** START **

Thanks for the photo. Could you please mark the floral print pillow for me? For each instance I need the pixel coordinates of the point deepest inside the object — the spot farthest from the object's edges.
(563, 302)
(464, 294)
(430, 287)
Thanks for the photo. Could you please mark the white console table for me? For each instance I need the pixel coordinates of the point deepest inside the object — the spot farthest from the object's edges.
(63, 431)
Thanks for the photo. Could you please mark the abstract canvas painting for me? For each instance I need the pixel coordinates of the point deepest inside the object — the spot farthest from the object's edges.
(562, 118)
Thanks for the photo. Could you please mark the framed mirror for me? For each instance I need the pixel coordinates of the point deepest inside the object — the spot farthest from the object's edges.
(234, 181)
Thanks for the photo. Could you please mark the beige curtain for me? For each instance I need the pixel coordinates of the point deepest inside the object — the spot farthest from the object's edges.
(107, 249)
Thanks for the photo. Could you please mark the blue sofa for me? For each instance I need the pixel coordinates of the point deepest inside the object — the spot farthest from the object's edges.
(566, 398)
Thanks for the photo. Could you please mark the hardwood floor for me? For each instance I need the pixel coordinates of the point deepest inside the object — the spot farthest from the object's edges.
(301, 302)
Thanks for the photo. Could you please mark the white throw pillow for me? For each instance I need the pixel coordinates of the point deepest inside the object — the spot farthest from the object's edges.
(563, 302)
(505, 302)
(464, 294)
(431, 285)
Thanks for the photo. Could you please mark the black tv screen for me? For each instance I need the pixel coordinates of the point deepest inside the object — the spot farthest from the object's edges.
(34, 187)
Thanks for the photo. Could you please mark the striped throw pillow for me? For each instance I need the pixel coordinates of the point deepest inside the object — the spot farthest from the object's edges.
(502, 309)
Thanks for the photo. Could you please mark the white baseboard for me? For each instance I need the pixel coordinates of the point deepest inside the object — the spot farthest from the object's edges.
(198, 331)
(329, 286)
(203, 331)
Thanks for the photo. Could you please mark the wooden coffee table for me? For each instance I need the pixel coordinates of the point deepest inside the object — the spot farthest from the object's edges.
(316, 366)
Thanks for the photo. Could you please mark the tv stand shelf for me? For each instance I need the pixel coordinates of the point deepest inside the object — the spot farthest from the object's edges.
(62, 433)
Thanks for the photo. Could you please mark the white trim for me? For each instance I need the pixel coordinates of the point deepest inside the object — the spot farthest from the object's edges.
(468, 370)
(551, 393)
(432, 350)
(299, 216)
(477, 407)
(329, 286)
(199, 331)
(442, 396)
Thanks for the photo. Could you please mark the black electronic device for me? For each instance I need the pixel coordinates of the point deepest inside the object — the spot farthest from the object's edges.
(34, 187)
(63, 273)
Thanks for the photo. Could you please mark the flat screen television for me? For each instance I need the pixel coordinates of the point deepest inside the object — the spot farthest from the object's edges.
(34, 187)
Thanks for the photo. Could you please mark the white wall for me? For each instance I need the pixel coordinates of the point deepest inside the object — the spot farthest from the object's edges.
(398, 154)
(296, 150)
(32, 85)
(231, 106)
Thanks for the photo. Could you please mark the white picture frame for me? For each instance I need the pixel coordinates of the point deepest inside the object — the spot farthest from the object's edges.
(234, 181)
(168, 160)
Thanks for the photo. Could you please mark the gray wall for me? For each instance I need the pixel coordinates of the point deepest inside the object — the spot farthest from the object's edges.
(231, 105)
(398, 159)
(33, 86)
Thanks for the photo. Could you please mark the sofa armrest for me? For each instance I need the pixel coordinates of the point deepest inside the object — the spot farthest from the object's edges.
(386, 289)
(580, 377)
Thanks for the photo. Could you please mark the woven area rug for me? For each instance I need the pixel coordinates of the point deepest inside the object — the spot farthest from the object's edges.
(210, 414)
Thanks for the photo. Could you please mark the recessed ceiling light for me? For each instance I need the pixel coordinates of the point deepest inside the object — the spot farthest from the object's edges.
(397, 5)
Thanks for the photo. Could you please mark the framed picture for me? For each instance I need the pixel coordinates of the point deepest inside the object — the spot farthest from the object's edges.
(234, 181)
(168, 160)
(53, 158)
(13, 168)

** END **
** START **

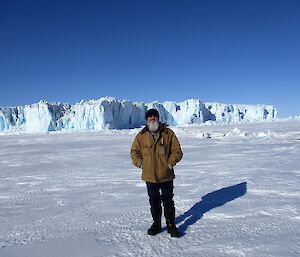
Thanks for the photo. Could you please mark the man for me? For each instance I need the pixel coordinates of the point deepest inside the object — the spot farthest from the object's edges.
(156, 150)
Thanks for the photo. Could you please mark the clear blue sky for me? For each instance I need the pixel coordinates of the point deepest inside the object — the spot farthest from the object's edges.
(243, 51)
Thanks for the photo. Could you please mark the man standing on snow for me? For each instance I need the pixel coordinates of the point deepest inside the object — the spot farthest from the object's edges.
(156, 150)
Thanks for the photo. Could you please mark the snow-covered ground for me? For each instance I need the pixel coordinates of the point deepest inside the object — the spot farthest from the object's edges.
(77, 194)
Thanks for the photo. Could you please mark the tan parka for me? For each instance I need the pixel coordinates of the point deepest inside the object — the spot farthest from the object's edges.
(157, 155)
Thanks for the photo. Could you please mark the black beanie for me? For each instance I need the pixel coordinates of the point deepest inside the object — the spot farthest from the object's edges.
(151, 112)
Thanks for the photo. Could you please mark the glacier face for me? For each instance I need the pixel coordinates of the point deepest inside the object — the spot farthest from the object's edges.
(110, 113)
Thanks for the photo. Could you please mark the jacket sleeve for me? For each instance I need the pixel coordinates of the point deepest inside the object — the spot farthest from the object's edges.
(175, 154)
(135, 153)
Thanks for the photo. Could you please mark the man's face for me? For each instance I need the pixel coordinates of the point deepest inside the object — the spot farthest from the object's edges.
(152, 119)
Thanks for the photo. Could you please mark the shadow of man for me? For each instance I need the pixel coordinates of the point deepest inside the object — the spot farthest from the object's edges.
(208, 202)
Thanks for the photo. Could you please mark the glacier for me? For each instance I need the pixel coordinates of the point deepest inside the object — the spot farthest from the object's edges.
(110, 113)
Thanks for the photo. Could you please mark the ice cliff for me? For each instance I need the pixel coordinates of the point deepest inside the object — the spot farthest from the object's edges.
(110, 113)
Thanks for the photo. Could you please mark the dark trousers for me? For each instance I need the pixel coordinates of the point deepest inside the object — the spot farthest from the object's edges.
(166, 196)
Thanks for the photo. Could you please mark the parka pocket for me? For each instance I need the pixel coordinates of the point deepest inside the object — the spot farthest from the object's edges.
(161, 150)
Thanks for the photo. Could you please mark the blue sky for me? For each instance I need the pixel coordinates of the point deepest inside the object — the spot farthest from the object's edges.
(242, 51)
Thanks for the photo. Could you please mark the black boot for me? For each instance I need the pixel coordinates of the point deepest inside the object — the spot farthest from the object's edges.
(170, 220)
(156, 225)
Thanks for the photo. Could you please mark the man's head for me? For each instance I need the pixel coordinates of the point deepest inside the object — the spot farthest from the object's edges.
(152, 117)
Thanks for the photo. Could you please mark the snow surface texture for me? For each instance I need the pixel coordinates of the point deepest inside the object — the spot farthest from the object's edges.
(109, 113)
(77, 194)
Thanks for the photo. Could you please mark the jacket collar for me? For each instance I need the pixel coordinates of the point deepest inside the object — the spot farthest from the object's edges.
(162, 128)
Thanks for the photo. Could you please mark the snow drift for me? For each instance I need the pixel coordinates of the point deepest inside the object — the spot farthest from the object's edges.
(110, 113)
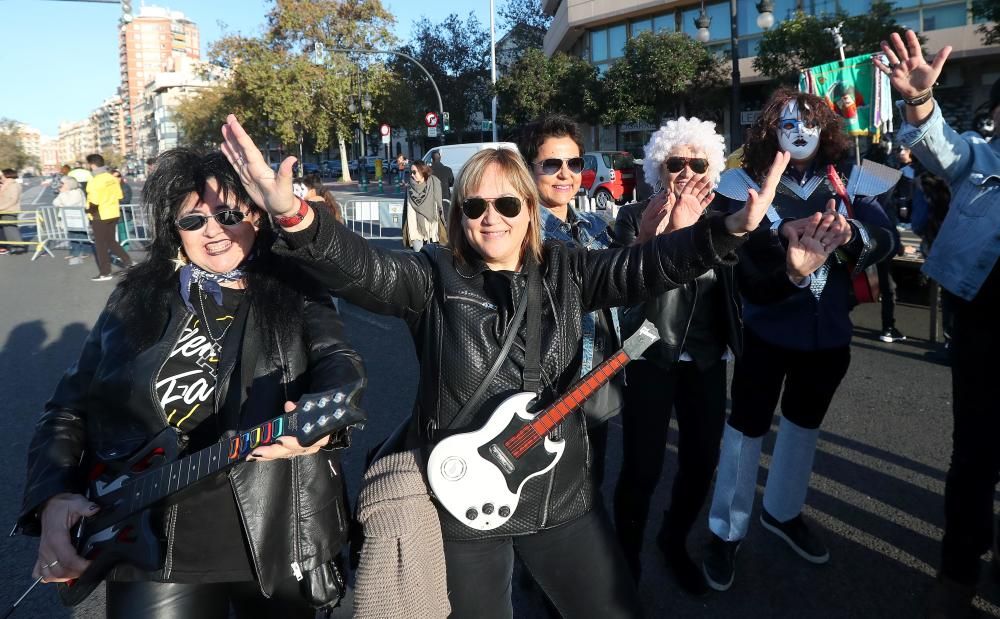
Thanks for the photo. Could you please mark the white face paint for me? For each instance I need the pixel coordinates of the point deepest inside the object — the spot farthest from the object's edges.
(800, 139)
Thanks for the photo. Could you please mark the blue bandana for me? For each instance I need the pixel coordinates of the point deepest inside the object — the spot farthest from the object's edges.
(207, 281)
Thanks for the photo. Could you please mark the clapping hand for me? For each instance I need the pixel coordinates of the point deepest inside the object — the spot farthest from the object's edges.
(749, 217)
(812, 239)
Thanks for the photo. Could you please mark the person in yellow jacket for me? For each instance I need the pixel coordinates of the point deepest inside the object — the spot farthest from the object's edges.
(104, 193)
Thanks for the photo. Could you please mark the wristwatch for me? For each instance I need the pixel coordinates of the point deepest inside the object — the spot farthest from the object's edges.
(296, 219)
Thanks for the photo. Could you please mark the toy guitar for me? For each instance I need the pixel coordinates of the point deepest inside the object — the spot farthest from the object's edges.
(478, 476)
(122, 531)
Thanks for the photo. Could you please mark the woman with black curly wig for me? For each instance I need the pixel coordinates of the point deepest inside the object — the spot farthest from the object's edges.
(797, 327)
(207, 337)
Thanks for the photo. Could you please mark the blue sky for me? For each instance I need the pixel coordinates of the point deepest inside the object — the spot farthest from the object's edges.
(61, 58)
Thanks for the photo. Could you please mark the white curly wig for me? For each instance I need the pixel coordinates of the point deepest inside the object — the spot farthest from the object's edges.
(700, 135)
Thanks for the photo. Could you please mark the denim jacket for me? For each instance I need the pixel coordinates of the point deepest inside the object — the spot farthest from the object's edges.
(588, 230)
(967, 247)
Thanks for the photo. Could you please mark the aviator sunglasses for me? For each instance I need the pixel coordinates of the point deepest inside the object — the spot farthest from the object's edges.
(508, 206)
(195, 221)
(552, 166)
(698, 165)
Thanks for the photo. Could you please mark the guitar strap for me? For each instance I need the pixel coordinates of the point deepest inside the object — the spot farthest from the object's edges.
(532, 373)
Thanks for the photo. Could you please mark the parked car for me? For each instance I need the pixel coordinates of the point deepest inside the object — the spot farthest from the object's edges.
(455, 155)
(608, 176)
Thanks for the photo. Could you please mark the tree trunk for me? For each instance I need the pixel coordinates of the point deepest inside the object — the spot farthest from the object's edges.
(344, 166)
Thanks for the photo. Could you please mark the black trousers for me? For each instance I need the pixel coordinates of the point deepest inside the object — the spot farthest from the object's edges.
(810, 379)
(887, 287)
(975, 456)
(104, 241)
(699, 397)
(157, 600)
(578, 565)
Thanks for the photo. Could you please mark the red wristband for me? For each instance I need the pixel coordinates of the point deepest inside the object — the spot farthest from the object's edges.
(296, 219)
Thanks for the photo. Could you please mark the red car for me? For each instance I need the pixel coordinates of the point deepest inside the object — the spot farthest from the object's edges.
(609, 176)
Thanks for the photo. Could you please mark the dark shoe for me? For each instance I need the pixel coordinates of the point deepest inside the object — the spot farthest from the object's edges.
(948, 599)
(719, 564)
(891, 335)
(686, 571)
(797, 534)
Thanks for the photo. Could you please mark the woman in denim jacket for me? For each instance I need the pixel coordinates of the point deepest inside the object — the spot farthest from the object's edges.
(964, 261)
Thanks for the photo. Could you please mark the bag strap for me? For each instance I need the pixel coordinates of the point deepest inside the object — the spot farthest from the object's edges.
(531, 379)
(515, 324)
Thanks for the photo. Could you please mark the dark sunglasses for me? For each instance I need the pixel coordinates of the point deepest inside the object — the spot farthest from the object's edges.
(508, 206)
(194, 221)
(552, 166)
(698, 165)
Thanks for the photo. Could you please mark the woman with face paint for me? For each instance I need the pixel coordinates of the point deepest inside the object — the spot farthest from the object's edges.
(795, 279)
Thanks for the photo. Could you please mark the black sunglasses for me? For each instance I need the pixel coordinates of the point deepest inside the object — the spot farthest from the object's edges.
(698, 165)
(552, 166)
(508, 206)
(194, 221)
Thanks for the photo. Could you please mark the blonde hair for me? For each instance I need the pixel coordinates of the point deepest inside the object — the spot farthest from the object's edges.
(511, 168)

** END **

## AIM
Return every line from the items above that contains the word "strap".

## THE COMPLETED TASK
Thanks for the photo. Could you please mark the guitar strap for me? For each instance I need the pixel coordinates of the point deepest inside the object — the spot farthest from the object's edges.
Thanks for the photo. Could you please mark the bag strap for me? For each instance I need the pixel coordinates of the point deepest inside the object — the spot farthest from the object's edges.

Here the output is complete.